_Your task_
Can you copy out, word for word, the lines of the data below, starting with the line that contains "Target: blue jacket" and going on through the last line of the data?

○ ○ ○ ○ ○ ○ ○

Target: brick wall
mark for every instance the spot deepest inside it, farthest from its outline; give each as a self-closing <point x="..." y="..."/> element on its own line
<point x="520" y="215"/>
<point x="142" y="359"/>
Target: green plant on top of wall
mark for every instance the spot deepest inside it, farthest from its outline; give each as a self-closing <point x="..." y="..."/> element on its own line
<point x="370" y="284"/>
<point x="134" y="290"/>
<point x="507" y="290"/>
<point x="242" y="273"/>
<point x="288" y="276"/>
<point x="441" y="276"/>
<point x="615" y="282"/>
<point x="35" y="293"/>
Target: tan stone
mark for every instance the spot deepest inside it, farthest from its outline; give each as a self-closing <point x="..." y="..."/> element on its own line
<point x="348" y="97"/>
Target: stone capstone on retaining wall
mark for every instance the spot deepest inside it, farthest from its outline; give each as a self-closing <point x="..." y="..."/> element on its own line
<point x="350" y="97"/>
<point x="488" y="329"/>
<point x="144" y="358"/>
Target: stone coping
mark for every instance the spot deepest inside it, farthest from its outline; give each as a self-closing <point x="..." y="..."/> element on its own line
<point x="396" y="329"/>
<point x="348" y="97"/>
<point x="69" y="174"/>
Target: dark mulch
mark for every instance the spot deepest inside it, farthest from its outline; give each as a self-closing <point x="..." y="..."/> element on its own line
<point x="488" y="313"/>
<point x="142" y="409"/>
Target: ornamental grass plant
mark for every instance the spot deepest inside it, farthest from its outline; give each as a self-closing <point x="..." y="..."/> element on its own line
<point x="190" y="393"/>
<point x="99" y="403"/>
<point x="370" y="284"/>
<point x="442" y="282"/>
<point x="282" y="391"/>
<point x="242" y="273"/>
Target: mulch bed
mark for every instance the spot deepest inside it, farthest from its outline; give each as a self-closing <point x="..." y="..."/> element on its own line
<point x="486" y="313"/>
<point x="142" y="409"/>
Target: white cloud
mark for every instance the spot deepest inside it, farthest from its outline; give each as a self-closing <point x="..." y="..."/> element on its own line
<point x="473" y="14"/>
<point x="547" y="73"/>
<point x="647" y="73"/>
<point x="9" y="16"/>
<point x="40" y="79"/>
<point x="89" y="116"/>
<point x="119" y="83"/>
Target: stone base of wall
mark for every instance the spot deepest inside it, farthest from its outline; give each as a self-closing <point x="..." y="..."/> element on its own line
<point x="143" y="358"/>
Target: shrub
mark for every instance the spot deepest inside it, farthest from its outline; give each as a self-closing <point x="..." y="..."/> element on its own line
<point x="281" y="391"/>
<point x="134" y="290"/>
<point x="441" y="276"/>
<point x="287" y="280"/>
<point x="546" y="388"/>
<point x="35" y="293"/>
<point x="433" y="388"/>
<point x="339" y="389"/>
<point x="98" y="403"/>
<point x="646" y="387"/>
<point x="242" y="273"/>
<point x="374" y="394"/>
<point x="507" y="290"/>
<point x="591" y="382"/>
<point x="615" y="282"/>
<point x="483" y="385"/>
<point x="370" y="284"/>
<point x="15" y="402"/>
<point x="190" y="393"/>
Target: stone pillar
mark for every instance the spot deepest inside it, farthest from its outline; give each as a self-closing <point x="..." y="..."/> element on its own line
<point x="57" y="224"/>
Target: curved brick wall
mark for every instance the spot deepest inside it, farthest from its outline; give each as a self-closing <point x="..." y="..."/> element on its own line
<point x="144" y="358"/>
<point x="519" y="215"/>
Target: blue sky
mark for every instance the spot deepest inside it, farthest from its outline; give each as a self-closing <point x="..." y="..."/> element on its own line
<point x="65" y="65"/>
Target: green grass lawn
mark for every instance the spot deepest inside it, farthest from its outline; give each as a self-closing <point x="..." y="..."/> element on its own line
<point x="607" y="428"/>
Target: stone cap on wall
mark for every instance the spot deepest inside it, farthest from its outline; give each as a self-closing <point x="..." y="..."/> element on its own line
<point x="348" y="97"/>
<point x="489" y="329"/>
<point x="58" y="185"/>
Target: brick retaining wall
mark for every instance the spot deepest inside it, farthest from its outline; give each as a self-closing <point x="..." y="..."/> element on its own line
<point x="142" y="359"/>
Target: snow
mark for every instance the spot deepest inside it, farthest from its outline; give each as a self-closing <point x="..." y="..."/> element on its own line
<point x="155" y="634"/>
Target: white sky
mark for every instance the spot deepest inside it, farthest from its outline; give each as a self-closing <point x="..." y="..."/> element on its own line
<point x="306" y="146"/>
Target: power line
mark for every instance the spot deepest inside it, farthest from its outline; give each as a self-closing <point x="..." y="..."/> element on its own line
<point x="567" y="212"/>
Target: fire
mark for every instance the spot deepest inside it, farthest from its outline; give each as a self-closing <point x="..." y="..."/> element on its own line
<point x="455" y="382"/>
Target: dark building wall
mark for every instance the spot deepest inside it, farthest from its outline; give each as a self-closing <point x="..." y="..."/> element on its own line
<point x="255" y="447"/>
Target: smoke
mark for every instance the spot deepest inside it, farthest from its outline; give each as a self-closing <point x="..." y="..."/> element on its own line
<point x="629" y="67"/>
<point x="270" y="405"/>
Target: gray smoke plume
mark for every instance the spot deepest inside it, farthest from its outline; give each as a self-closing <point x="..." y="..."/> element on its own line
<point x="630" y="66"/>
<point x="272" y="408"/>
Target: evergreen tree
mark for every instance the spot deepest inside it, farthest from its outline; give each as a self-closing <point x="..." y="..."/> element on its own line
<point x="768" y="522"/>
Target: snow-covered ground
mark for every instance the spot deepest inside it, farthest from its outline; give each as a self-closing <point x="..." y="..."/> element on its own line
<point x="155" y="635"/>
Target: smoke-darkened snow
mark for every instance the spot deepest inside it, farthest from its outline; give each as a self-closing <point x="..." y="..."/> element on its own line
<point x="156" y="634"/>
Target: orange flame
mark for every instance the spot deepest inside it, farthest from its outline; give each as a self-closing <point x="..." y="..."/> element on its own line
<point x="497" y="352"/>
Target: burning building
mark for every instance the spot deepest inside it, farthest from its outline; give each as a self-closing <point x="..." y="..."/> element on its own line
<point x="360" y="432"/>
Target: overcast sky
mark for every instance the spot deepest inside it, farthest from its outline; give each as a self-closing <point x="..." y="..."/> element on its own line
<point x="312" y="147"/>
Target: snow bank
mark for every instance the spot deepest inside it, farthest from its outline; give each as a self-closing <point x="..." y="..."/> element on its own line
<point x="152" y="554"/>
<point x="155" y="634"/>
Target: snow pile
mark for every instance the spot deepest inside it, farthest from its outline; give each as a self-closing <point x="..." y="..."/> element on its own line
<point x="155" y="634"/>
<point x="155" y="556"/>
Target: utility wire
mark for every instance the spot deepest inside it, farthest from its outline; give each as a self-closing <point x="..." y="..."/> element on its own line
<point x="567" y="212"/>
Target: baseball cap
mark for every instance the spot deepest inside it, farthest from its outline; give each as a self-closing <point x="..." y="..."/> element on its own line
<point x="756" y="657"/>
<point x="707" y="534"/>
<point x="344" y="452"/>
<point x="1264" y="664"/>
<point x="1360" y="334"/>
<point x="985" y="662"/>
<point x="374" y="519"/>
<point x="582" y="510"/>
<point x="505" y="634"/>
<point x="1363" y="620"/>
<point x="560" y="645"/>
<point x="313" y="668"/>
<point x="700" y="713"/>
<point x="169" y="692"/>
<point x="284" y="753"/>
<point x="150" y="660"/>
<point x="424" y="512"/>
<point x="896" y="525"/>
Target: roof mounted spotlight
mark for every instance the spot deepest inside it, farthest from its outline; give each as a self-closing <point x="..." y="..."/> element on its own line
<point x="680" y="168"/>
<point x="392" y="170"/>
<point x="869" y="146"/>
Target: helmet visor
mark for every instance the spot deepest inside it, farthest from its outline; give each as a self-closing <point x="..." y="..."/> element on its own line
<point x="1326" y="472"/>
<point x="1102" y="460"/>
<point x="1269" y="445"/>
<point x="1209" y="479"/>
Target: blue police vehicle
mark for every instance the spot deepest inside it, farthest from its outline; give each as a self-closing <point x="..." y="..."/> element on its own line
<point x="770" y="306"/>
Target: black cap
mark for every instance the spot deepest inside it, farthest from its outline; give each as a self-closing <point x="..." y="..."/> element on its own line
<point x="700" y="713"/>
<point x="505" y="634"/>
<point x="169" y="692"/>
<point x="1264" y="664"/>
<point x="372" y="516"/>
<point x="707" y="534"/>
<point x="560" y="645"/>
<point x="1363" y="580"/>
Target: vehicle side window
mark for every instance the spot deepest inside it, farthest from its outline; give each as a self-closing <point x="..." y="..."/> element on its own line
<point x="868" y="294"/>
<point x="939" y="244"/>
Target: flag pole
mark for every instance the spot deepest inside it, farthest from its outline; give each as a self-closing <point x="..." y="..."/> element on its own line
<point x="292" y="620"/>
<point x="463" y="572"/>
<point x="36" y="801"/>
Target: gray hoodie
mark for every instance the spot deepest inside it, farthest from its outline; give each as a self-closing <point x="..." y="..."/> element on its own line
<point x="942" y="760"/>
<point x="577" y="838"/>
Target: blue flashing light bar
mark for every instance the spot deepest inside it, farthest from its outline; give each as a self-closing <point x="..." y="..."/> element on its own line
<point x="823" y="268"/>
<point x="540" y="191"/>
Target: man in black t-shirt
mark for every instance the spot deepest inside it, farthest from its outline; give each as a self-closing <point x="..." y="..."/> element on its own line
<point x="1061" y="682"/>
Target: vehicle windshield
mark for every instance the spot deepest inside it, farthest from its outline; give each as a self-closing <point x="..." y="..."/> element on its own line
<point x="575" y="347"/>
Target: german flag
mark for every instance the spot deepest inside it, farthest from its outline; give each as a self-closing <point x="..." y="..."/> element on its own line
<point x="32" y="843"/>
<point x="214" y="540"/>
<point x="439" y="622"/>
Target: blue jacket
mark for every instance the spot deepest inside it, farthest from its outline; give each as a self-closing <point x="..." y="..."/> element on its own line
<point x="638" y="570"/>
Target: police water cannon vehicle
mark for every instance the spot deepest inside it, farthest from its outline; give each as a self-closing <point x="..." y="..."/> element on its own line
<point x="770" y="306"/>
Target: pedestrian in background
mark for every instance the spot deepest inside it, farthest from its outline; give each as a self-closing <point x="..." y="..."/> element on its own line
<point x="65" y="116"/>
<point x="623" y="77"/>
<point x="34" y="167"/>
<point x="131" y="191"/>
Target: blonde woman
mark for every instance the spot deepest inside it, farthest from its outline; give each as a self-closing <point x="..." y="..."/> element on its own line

○ ○ ○ ○ ○ ○ ○

_Correct output_
Target: blue jacket
mark for every instance the spot deepest inside it, farthest from its outline; give each as a self-closing <point x="..." y="..."/> element on its own line
<point x="638" y="570"/>
Target: police water cannon vehicle
mark for every instance the spot deepest inside it, farthest from its outline; give each as a self-closing <point x="..." y="..."/> element on its own line
<point x="770" y="306"/>
Target: pedestrian in background
mark for every instance the spot deepest inside it, farthest from its outline; give each as a self-closing <point x="..." y="..."/> element on its own line
<point x="65" y="116"/>
<point x="623" y="77"/>
<point x="34" y="167"/>
<point x="131" y="191"/>
Target: blonde woman
mark for every instance the spot deepest inside it, farthest from its outline; give each as a self-closing <point x="..." y="..."/> element on its own line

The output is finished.